Excerpt:
*** Block opens ***
He continues: "The people who performed at Lions Lair were serious about their jokes and about comedy. You could do an open mic at Comedy Works every five weeks, but those crowds would be so soft. The people who came every Monday night to Lions Lair would get their asses kicked, and I'd tell them 'this is what comedy is."
When he began his Lions Lair show, stand up comedy in Colorado couldn't be less popular. Eventually, a small handful of mid-twenties comedy upstarts soon began attending Baxley's show with a religious observance, learning from this grizzled, world weary host -- who by that time had spent over a decade of his life on the road. Soon this Monday night open mic began a kind of drunken classroom of stand up, where young comics got through their harsh lessons in bombing before a roomful of angry Colfax drunkards.
Today, dozens of weekly open mics have sprouted up around Colorado, many of them modeled after the rough and tumble, be-funny-or-be-gone style of Troy Baxley's open mic.
"He was my hero and mentor, and the guys I was coming up with felt the same," remembers comedian Andrew Orvedahl, who began performing with Baxley years earlier. 
Orvedahl is now a nationally known act who’s currently working on an Amazon-financed sitcom with two other Denver comics that came up through The Lions Lair. 
"Ninety-nine percent of my opening gigs were with Baxley, and they were awful. But I loved watching him work; as an up-and-coming comic, you need something to see ahead of you," says Overdahl. 
Ambition has become a common denominator with Denver comics, many of them performing several gigs a night when they aren't touring across around the country. While Troy Baxley has become a universally recognized name in comedy circles around the U.S., he remains mysteriously disinterested in the level of success that many of his protégées are currently enjoying. He'll be invited onto hit podcasts like Doug Benson's Doug Loves Movies, achieving a notoriety amongst other comedians for his endless years performing around the country, but few comedy fans are anything more than vaguely familiar with his name.
"I don't have nineteen sitcom credits, so I don't play the big chain clubs," he says, adding that he prefers standalone clubs.
*** Block closes ***
Collected data:
*** Block opens ***
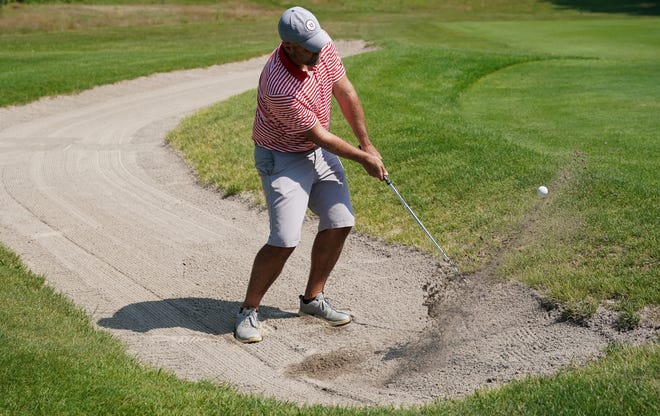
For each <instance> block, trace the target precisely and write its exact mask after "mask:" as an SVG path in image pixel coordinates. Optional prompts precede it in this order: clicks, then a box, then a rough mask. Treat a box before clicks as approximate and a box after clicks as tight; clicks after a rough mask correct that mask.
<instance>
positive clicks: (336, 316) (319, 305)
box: [298, 293, 352, 326]
mask: <svg viewBox="0 0 660 416" xmlns="http://www.w3.org/2000/svg"><path fill="white" fill-rule="evenodd" d="M305 315H309V316H314V317H316V318H320V319H323V320H324V321H326V322H327V323H329V324H330V325H331V326H341V325H346V324H348V323H350V322H351V320H352V318H351V315H350V314H349V313H347V312H342V311H338V310H337V309H335V308H333V307H332V305H330V303H329V302H328V300H327V299H326V298H325V296H324V295H323V293H320V294H318V295H317V296H316V298H314V299H313V300H312V301H311V302H309V303H305V302H304V301H303V296H302V295H300V310H299V311H298V316H305Z"/></svg>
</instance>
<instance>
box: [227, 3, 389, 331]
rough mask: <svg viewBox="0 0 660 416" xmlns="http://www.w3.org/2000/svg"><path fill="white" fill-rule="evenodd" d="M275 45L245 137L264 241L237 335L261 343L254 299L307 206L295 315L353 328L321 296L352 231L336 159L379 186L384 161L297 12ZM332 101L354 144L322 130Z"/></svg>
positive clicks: (240, 322)
mask: <svg viewBox="0 0 660 416" xmlns="http://www.w3.org/2000/svg"><path fill="white" fill-rule="evenodd" d="M278 32H279V34H280V38H281V39H282V43H281V44H280V45H279V46H278V47H277V48H276V49H275V51H274V52H273V54H272V55H271V56H270V58H269V60H268V62H267V63H266V65H265V66H264V69H263V71H262V73H261V78H260V80H259V88H258V94H257V110H256V115H255V120H254V126H253V134H252V138H253V140H254V142H255V150H254V158H255V166H256V168H257V171H258V172H259V176H260V177H261V181H262V185H263V189H264V194H265V196H266V204H267V205H268V213H269V217H270V236H269V238H268V242H267V243H266V244H265V245H264V246H263V247H262V248H261V250H260V251H259V252H258V253H257V255H256V257H255V259H254V264H253V266H252V272H251V275H250V282H249V284H248V288H247V293H246V295H245V300H244V302H243V304H242V307H241V310H240V312H239V314H238V317H237V320H236V325H235V328H234V329H235V330H234V336H235V337H236V339H237V340H239V341H241V342H244V343H250V342H259V341H261V340H262V337H261V332H260V329H259V320H258V315H257V313H258V310H259V304H260V303H261V299H262V298H263V296H264V295H265V294H266V291H267V290H268V289H269V288H270V286H271V284H272V283H273V282H274V281H275V280H276V279H277V277H278V276H279V275H280V273H281V271H282V268H283V267H284V264H285V263H286V261H287V259H288V258H289V256H290V255H291V253H292V252H293V251H294V249H295V247H296V246H297V245H298V243H299V241H300V234H301V227H302V224H303V220H304V217H305V213H306V210H307V208H310V209H311V210H312V211H313V212H314V213H315V214H317V215H318V217H319V228H318V229H319V232H318V234H317V235H316V238H315V240H314V245H313V247H312V256H311V257H312V258H311V267H310V272H309V279H308V282H307V288H306V289H305V293H304V294H303V295H300V296H299V297H300V310H299V312H298V315H311V316H315V317H317V318H321V319H323V320H325V321H327V322H328V323H329V324H330V325H332V326H340V325H345V324H348V323H350V322H351V316H350V315H349V314H348V313H346V312H342V311H338V310H336V309H334V308H333V307H332V306H331V305H330V304H329V303H328V300H327V299H326V298H325V297H324V295H323V291H324V288H325V283H326V281H327V279H328V276H329V275H330V272H331V271H332V269H333V268H334V266H335V263H336V262H337V260H338V258H339V255H340V254H341V251H342V249H343V246H344V241H345V240H346V237H347V236H348V234H349V232H350V230H351V227H352V226H353V225H354V223H355V219H354V215H353V208H352V206H351V201H350V197H349V193H348V187H347V184H346V177H345V173H344V168H343V166H342V165H341V162H340V161H339V158H338V157H337V156H341V157H344V158H347V159H350V160H353V161H356V162H358V163H360V164H362V166H363V167H364V169H365V170H366V171H367V173H368V174H369V175H371V176H373V177H375V178H378V179H380V180H383V178H384V176H385V175H387V172H386V170H385V166H384V165H383V162H382V158H381V156H380V154H379V153H378V151H377V150H376V148H375V147H374V146H373V145H372V143H371V141H370V140H369V134H368V133H367V129H366V125H365V119H364V112H363V109H362V105H361V104H360V100H359V99H358V96H357V93H356V91H355V89H354V88H353V85H352V84H351V82H350V81H349V80H348V78H347V77H346V73H345V70H344V66H343V64H342V62H341V59H340V58H339V56H338V55H337V51H336V49H335V47H334V45H333V44H332V41H331V39H330V37H329V36H328V34H327V33H326V32H325V31H324V30H323V29H321V26H320V25H319V23H318V20H317V19H316V17H314V15H313V14H312V13H311V12H309V11H308V10H305V9H303V8H301V7H293V8H291V9H288V10H286V11H285V12H284V13H283V14H282V16H281V18H280V21H279V24H278ZM332 96H334V97H335V99H336V100H337V102H338V104H339V107H340V108H341V111H342V114H343V115H344V117H345V118H346V120H347V121H348V123H349V124H350V126H351V128H352V130H353V132H354V134H355V136H356V137H357V140H358V142H359V144H360V146H359V148H358V147H355V146H353V145H351V144H349V143H347V142H346V141H344V140H343V139H341V138H339V137H337V136H335V135H334V134H332V133H330V132H329V130H328V129H329V127H330V107H331V101H332Z"/></svg>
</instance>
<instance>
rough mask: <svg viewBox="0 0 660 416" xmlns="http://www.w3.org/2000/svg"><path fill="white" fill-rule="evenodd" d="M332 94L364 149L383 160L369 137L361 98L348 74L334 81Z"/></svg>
mask: <svg viewBox="0 0 660 416" xmlns="http://www.w3.org/2000/svg"><path fill="white" fill-rule="evenodd" d="M332 94H333V95H334V96H335V99H336V100H337V103H338V104H339V108H341V112H342V114H343V115H344V118H345V119H346V121H347V122H348V124H349V125H350V126H351V129H353V133H354V134H355V137H356V138H357V139H358V142H359V143H360V147H361V148H362V150H364V151H365V152H367V153H369V154H372V155H374V156H376V157H378V158H379V159H381V160H382V157H381V156H380V153H378V150H377V149H376V147H374V145H373V144H372V143H371V140H370V139H369V132H368V131H367V124H366V121H365V117H364V110H363V109H362V103H361V102H360V98H359V97H358V94H357V91H356V90H355V87H353V84H352V83H351V81H350V80H349V79H348V77H347V76H346V75H344V76H343V77H342V78H341V79H339V81H337V82H335V83H334V85H333V86H332Z"/></svg>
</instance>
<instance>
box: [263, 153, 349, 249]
mask: <svg viewBox="0 0 660 416" xmlns="http://www.w3.org/2000/svg"><path fill="white" fill-rule="evenodd" d="M254 163H255V167H256V168H257V172H259V176H260V177H261V184H262V186H263V189H264V195H265V196H266V204H267V205H268V215H269V217H270V236H269V237H268V244H270V245H272V246H277V247H295V246H297V245H298V243H299V242H300V232H301V228H302V224H303V220H304V219H305V214H306V213H307V208H309V209H310V210H311V211H312V212H313V213H315V214H316V215H318V217H319V227H318V229H319V231H323V230H327V229H331V228H344V227H352V226H353V225H355V216H354V214H353V206H352V205H351V199H350V196H349V193H348V184H347V183H346V174H345V173H344V167H343V166H342V164H341V161H340V160H339V158H338V157H337V156H336V155H334V154H332V153H330V152H328V151H326V150H324V149H322V148H320V147H319V148H316V149H314V150H310V151H307V152H299V153H282V152H276V151H273V150H268V149H265V148H263V147H260V146H255V147H254Z"/></svg>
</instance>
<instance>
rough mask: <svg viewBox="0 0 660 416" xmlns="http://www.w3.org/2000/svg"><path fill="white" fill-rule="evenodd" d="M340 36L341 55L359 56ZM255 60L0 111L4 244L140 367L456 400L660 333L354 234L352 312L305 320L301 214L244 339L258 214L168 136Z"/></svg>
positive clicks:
*** Block closes ***
Aim of the task: In the excerpt about the Lions Lair open mic, on which night of the week was the show held? The records have no connection to the text.

Solution: Monday night.